■ Document section ■
The next source of latency is your computer. If it has slow drivers, or has a lot of backgound tasks running, then latency could go up and you could get increased dropouts. Follow the same guidance as for optimizing your computer for use with your DAW and this shouldn’t be a problem either.
The next source of latency is the internet itself. It is essential that you connect your computer to the internet through an Ethernet cable, Wifi will just not work, it is too slow. Latency is also reduced if you have high-speed Internet access. 1GB rates provided by fibre optic is best.
The last source of latency is the server that is collecting and distributing the audio. Different on-line jamming solutions may have different server capabilities that make jamming practical and useful – or not.
So connect your audio interface to your computer using the fastest way possible (USB 2.0, USB3.0, Firewire, Thunderbolt, or USB-C) and connect your computer directly to your router using an Ethernet cable and you should be ready to go.
On-line jigging software options
Next we need some software that supports on-line jamming. There are two types of on-line jamming software, near real-time and real time. Near real-time solutions like NINJAM and jammr solve the latency problem by streaming synchronized musical intervals, or number of bars. For example, you might start with a drummer or drum pattern that plays for four to eight measures. After the section completes, the next performer starts and adds their part playing against the previous interval. The next performer adds their part on the previous part. Latency isn’t a problem because everyone is not actually playing at the same time. This can take a while to get use to but can work pretty well. Is more appropriate for jamming, and isn’t as useful if you want to actually work on a song with a specific arrangement.
Real-time jamming solutions however attempt to keep the latency low enough that a band can play together just like they would in the same room. This is ideal for on-line rehearsals and what is covered in this post. I found two software applications that support real-time on-line jamming, Jamulus and JamKazam, JamKazam is very nice. It supports multiple tracks and audio plugins. When I first tried it, I was very pleased. A a few days later the sever seem to be overwhelmed and I could not get even close to acceptable delay or audio dropouts. So I tried Jamulus and although it doesn’t have the features JamKazam has, it allows you to create your own server to help reduce latency and distribute the load. This post shows how to use Jamulus, and how to overcome its limitations to have even more capabilities than JamKazam.
Jamulus is a simple, easy to use, open-source solution for on-line jamming. Jamulus is open source software developed by Volker Fischer and released in 2015 that support real-time jamming and rehearsals over the Internet. A paper by Volder, Case Study: Performing Band Rehearsals on the Internet With Jamulus describes the Jamulus application, introduces the user interface, and discusses experiences with on-line jamming.
The way Jamulus works is each musician runs the Jamulus client app on their machine, configuring it to use their audio interface. Then everyone connects to a shared Jamulus server which mixes the input from each musician and then sends back the mixed result to each client.
- Jamulus Home on SourceForge
- Jamulus Documentation
- Jamulus Settings window – describes how to configure the Jamulus client
- Server manual – how to setup your own Jamulus server
- Jamulus Open Discussion Forum
- Jamulus Online Musicians/Singers Jamming Facebook group
- Jamulus Source Code
- Jamulus Downloads
Download Jaumulus and install for your machine. For macOS, the download is a Jamulus.zip file that contains a Jamulus.dmg installer. Run the installer and drag and drop the Jamulus.app into your Applications folder in Finder.

Spatial annotation records:
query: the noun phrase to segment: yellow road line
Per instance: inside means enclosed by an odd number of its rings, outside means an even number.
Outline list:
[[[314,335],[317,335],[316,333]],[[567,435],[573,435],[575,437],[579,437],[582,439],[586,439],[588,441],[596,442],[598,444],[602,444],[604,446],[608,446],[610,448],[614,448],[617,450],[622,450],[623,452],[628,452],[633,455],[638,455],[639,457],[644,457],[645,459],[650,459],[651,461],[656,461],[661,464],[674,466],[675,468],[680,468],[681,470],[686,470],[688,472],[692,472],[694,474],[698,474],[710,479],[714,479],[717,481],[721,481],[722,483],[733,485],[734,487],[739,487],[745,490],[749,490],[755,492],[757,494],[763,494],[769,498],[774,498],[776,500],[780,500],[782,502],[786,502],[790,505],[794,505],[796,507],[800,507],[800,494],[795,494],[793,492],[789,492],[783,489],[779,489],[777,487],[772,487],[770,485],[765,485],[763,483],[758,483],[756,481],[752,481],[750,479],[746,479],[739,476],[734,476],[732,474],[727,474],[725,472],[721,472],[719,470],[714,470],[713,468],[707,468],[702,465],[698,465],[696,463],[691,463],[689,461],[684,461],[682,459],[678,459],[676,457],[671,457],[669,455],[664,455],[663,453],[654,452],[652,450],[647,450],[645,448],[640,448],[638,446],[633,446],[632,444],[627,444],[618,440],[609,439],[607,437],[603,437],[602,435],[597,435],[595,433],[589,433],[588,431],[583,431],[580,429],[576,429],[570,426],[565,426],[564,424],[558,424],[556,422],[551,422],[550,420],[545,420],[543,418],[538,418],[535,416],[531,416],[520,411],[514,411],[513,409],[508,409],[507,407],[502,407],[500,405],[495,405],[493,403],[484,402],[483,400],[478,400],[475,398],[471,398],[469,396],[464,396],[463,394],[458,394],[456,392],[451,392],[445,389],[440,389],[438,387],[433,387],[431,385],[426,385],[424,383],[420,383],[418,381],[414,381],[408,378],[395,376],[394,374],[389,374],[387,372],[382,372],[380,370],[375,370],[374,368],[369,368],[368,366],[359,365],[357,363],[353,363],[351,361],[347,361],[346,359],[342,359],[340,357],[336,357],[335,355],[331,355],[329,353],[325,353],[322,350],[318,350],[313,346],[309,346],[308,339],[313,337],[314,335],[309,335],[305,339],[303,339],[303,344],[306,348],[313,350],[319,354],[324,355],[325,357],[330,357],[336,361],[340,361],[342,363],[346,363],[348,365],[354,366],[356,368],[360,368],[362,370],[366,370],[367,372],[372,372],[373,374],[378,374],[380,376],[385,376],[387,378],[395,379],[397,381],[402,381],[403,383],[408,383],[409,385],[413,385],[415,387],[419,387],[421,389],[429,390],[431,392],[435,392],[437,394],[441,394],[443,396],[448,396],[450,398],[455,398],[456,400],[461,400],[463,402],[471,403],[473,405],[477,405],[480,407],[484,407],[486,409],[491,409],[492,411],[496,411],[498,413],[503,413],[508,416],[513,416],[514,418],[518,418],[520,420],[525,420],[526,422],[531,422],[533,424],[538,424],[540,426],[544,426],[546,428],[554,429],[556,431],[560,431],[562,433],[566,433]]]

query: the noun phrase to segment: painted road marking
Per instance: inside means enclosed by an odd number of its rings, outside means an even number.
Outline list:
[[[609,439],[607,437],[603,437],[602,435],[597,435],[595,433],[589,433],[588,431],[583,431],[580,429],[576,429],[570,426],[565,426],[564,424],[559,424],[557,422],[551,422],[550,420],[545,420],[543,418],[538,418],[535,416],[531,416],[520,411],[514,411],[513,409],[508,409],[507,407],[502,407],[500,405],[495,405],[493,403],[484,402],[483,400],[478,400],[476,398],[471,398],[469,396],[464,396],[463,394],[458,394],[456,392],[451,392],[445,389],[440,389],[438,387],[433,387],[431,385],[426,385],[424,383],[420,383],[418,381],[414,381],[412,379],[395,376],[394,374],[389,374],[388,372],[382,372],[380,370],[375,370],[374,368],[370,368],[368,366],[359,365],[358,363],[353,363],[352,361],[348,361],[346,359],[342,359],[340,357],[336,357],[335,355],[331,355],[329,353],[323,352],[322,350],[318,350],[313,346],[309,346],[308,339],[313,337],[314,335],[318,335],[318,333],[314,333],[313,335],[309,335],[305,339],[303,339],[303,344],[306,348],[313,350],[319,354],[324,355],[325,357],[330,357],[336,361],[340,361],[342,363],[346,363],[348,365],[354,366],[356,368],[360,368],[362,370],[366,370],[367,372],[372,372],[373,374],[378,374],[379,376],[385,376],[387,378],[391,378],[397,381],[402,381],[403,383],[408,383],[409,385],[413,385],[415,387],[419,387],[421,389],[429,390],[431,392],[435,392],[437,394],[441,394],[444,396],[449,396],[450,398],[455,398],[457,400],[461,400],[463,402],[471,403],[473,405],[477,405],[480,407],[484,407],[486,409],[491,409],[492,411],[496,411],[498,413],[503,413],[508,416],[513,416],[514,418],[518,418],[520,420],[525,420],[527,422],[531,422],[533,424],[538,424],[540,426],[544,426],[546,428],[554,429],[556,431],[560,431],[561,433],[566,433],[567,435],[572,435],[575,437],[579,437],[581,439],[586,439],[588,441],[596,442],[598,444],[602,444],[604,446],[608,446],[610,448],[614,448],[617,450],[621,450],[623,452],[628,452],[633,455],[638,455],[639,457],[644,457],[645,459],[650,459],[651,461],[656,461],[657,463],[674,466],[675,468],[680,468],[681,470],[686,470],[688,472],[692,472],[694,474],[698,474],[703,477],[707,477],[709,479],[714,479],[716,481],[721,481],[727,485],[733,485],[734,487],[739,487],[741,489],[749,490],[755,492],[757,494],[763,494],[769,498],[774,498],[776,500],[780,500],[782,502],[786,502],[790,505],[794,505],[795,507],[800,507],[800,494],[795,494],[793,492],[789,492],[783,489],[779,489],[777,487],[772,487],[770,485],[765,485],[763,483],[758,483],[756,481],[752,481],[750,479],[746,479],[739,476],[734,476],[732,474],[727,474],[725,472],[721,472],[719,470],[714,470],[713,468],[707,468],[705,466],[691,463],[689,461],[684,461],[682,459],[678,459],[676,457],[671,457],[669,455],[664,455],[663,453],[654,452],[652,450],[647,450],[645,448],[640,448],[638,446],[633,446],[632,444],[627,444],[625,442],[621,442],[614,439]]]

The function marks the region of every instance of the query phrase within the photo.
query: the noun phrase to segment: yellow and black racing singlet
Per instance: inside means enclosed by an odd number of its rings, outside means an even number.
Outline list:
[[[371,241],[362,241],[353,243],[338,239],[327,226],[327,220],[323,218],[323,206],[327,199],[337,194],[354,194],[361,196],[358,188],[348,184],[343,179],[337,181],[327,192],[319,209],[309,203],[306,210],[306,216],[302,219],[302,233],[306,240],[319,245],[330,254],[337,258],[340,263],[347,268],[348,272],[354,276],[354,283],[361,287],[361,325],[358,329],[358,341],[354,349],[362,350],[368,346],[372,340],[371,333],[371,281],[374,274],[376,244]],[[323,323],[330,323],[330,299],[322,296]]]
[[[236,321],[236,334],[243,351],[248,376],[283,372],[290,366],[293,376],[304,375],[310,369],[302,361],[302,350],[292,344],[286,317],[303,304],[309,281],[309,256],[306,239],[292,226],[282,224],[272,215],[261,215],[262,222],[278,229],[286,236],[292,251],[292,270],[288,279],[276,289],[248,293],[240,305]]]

■ Challenge 1 ■
Extract each line of the records that contains the string "road", treating uppercase and lowercase as different.
■ Challenge 2 ■
Proceed with the article on online jamming with Jamulus, picking up after its final sentence.

■ Response 1 ■
query: the noun phrase to segment: yellow road line
query: the noun phrase to segment: painted road marking

■ Response 2 ■
This installs both the Jamulus client and server, which are in the same application.
Configuring Jamulus Client
Before attempting to use Jamulus, you need to find a way to connect your computer to your router using an Ethernet cable. Wired connections are necessary for Internet jamming as Wifi is too slow and introduces way too much latency.
Next connect your audio interface and make sure its working properly. Use the Audio MIDI Setup utility on macOS, or whatever you use to set device settings on your computer to ensure your MIDI interface is configured for 48kHz sample rate. Jamulus only works with 48kHz. Note that MODX has a USB audio interface, but it only works at 441.kHz, so it cannot be used as an audio interface for Jamulus. Typically the Jamulus app will set the audio interface sample rate for you, or will display a dialog indicating it couldn’t and that you interface can’t be used.
Once you are connected to the Internet, and your audio interface is working, double click on the Jamulus.app to open the application.
First, select My Profile to provide information about yourself that will be displayed to other players when you join a session.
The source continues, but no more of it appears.